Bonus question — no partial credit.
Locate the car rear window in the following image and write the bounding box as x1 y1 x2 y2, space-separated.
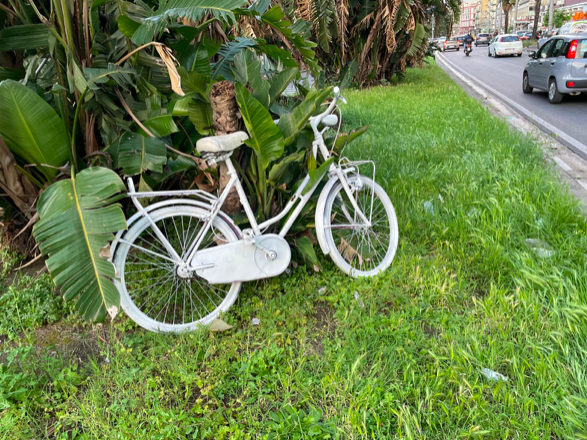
575 39 587 58
499 35 520 43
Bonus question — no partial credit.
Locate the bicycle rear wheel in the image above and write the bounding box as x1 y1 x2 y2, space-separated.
324 176 399 277
114 205 241 333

• **The request**: Please copy out every item above word for word, leaving out the pictures.

• **Full solution**:
Bonus question — no partial credit.
Locate the car rear window in the following image and write the bounding box as x1 y1 x2 y2, space-separated.
575 39 587 58
499 35 520 43
Bonus question — no partial credit.
Locate the bicycle rear wheel in the image above and write the bounding box as x1 y1 x2 y2, space-separated.
324 176 399 277
114 205 241 333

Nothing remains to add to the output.